#### [Task details]
Copy the part of the material below that opens with the line containing "Mark one point on every instance of the small" and closes at the end of the material, keeping every line including the requests. Add 122 to each coordinate in its answers.

#### [Data extract]
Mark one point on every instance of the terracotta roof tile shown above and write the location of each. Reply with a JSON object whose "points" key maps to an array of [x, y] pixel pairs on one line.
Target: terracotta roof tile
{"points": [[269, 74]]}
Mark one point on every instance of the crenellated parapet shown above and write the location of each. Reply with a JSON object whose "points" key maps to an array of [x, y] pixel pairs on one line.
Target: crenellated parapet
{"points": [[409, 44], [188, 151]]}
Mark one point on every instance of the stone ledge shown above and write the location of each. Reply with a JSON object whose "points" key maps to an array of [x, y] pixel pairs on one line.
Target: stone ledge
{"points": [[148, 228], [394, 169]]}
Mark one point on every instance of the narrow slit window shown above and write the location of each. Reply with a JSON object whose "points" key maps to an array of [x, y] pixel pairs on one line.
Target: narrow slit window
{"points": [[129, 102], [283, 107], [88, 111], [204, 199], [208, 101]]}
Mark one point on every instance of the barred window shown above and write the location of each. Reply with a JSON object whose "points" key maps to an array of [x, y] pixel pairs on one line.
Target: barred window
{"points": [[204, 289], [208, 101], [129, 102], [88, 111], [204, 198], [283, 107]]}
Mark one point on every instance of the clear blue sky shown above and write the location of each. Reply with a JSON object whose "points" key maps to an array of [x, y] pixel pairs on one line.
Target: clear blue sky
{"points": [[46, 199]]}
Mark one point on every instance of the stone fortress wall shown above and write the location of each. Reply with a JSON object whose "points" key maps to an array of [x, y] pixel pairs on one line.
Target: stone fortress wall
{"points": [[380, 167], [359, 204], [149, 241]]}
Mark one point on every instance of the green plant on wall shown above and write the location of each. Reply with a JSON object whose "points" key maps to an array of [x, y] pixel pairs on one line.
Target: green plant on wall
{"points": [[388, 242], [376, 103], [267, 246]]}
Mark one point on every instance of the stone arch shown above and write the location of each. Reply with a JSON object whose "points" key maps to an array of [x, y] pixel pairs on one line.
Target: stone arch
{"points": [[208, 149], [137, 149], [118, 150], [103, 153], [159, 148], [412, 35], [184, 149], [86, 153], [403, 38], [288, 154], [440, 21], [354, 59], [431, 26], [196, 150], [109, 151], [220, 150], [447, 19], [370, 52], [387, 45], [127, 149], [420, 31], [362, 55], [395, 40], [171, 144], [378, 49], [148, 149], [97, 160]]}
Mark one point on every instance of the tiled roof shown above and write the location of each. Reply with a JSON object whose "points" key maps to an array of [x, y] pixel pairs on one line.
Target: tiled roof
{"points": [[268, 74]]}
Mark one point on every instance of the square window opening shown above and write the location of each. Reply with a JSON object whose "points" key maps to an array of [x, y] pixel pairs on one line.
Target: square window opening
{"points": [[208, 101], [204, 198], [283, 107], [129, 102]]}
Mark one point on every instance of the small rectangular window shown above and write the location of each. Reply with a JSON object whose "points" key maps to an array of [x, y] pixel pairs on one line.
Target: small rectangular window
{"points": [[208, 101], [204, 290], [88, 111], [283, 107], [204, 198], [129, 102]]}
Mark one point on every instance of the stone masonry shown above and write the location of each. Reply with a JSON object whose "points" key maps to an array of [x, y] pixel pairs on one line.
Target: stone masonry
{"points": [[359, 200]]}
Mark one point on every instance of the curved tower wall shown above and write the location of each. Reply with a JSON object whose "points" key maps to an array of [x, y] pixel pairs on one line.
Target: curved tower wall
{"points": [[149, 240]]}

#### [Solution to the exercise]
Mark one point on every instance of the small rectangular window shown above and write the location of each. Reply with a JSON object whose "points" key maps to an array of [x, y] pixel pairs on one line.
Target: small rectangular window
{"points": [[330, 223], [326, 412], [210, 233], [405, 229], [326, 320], [251, 224]]}
Mark one point on every instance of the stone masonry shown above and write the location of each. Reply with a JSON object whose "points" key maps to an array of [x, y] pixel pairs on one line.
Target: stone masonry
{"points": [[481, 322]]}
Mark one point on every instance of the curved tower wall shown above and write the location of each. Reply with a JSON object whose "points" key maps to an array of [x, y] pixel pairs on one line.
Target: curved tower wall
{"points": [[271, 362]]}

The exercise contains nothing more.